Problem a
In the post about AspectJ and sFlow monitoring, how long after a server restart with aspectjweaver added can the JVM metrics still be seen in Ganglia web?

0

Project:

I use Sflow + Ganglia to monitor JVM metrics of Websphere Application Server (WAS). WAS is instrumented using AspectJ aspects. I have added an aspect to measure all application method runtimes.

I use Hsflowd as a JVM metrics collector. Hsflowd internally uses the JMX-SflowAgent javaagent to hook into the JVM to collect metrics using MXBeans (RuntimeMXBean, GarbageCollectorMXBean, CompilationMXBean and ThreadMXBean).

Issue:

When I run WAS without aspectjweaver hook I can see all metrics (CPU, desk, memory, process etc.) in Ganglia web continuously. But when aspectjweaver is added to JVM args and after restarting the server I can see the metrics for 10 mins, but after that it doesn't report JVM metrics in Ganglia web.

In the Aspectj weaving logs I can see that AspectJ is weaving the JMXsflowAgent code. Even though it is exclued via !call(* com.sflow.JMX.SFlowAgent(..)).

Aspect:

package com.foo.main;

import java.io.*;
import java.lang.reflect.Method;
import java.security.Signature;
import java.util.*;

import org.aspectj.lang.ProceedingJoinPoint;
import org.aspectj.lang.annotation.*;
import org.osgi.service.application.ApplicationAdminPermission;

@Aspect
public class ResponseTimeAspect {
    @Pointcut(
        "execution(* com.foo.*(..)) && " +
        "!within(com.foo.main.ResponseTimeAspect) && " + 
        "!within(ThreadLocal+) && " + 
        "!within(&& !within(*..*Aspect)) && " + 
        "!within(com.foo.main.AppInformationReader) && " + 
        "!within(@org.aspectj.lang.annotation.Aspect *) && " + 
        "!within(com.sflow.jmx.SFlowAgent) && " + 
        "!(call( * com.sflow.jmx.SFlowAgent(..)))"
    )
    public void loggingResponseTime() {}

    private static ThreadLocal<String> uuidContainer = new ThreadLocal<String>() {
        @Override
        protected String initialValue(){
            return UUID.randomUUID().toString();
        } 
    };

    AppInformationReader logWriter = AppInformationReader.getInstance();

    @Around("loggingResponseTime()")
    public Object tracing(ProceedingJoinPoint thisJoinPoint) throws Throwable {

        Long startTime= System.currentTimeMillis();
        Long startTotalMemory = Runtime.getRuntime().totalMemory();
        Long startFreeMemory = Runtime.getRuntime().freeMemory();

        Object ret = thisJoinPoint.proceed();

        Long elapsedTime=System.currentTimeMillis() - startTime;
        Long endTotalMemory = Runtime.getRuntime().totalMemory();
        Long endFreeMemory = Runtime.getRuntime().freeMemory(); 
        String methodSignature=thisJoinPoint.getSignature().toString();
        String classname=methodSignature.split("\\.")[thisJoinPoint.getSignature().toString().split("\\.").length-1];
        String methodName =thisJoinPoint.getSignature().getDeclaringType().getCanonicalName();
        logWriter.writeLog(uuidContainer.get().toString(), startTime, System.currentTimeMillis(), elapsedTime, classname, methodName);
        return ret;
     }
}

The JMX packages are under com.sflow.jmx.SFlowAgent.

Problem b
From the records, copy out the lines word for word, starting with the line that contains "If you could drop a marker on the asphalt" and going on through the last line of the records, both ends included.

Information provided
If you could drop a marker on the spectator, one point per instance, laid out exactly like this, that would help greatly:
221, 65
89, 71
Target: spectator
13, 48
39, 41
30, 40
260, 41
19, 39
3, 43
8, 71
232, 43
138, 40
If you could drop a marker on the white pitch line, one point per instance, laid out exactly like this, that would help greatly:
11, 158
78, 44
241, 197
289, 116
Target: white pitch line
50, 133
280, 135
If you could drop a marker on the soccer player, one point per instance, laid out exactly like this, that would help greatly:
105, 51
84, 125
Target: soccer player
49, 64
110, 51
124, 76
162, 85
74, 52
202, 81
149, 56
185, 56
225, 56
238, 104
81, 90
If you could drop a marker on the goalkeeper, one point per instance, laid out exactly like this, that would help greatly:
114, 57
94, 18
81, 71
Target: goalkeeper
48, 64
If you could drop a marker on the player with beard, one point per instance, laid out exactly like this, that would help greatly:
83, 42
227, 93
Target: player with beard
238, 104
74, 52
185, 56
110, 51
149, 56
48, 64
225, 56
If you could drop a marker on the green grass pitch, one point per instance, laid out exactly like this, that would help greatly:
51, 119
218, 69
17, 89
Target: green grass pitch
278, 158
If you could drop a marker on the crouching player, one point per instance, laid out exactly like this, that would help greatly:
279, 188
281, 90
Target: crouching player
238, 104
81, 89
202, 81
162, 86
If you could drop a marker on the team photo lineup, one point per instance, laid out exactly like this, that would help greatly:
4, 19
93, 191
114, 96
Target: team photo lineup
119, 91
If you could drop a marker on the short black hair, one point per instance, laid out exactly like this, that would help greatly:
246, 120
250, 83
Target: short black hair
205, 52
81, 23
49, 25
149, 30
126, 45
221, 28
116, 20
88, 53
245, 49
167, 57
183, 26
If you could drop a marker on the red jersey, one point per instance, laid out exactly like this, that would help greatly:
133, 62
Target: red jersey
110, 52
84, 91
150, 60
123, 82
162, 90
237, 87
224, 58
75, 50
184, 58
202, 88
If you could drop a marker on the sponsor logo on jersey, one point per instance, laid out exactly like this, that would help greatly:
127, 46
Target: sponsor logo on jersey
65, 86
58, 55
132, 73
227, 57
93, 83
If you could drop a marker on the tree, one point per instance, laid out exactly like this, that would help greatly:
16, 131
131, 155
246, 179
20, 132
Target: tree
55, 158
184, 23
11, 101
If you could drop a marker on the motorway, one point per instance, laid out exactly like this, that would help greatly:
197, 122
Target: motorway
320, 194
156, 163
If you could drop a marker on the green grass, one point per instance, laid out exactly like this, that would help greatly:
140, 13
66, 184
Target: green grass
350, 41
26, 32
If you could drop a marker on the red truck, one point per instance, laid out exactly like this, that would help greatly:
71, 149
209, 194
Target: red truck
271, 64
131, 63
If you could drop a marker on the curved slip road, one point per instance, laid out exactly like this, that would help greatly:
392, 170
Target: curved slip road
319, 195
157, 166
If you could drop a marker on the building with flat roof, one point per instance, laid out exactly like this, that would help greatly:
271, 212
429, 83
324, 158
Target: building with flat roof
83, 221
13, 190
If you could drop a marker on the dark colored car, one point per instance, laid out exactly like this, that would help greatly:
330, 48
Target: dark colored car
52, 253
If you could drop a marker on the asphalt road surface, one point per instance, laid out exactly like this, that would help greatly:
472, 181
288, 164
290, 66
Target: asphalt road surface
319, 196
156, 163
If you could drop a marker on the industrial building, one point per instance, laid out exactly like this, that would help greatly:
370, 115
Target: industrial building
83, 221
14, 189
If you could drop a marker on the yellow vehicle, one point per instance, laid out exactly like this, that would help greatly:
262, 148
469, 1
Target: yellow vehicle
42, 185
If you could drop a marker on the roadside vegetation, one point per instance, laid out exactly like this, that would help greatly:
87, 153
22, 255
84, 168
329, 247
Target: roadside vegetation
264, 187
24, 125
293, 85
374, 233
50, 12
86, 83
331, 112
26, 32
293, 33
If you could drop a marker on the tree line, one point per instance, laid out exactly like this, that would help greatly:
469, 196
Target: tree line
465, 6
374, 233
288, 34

Exercise output a
For 10 minutes.

Exercise output b
If you could drop a marker on the asphalt road surface, one point per instance, laid out exactly like this, that would help greatly:
472, 181
288, 164
290, 66
Target: asphalt road surface
319, 196
156, 163
If you could drop a marker on the industrial building, one point per instance, laid out exactly like this, that would help greatly:
370, 115
Target: industrial building
83, 221
14, 189
If you could drop a marker on the yellow vehicle, one point per instance, laid out exactly like this, that would help greatly:
262, 148
469, 1
Target: yellow vehicle
42, 185
If you could drop a marker on the roadside vegetation, one point per instance, laid out exactly like this, that would help greatly:
87, 153
22, 255
84, 168
329, 247
Target: roadside vegetation
264, 187
24, 125
293, 85
374, 233
50, 12
86, 83
331, 112
26, 32
293, 33
If you could drop a marker on the tree line, one point per instance, laid out exactly like this, that would help greatly:
469, 196
Target: tree line
465, 6
374, 233
288, 34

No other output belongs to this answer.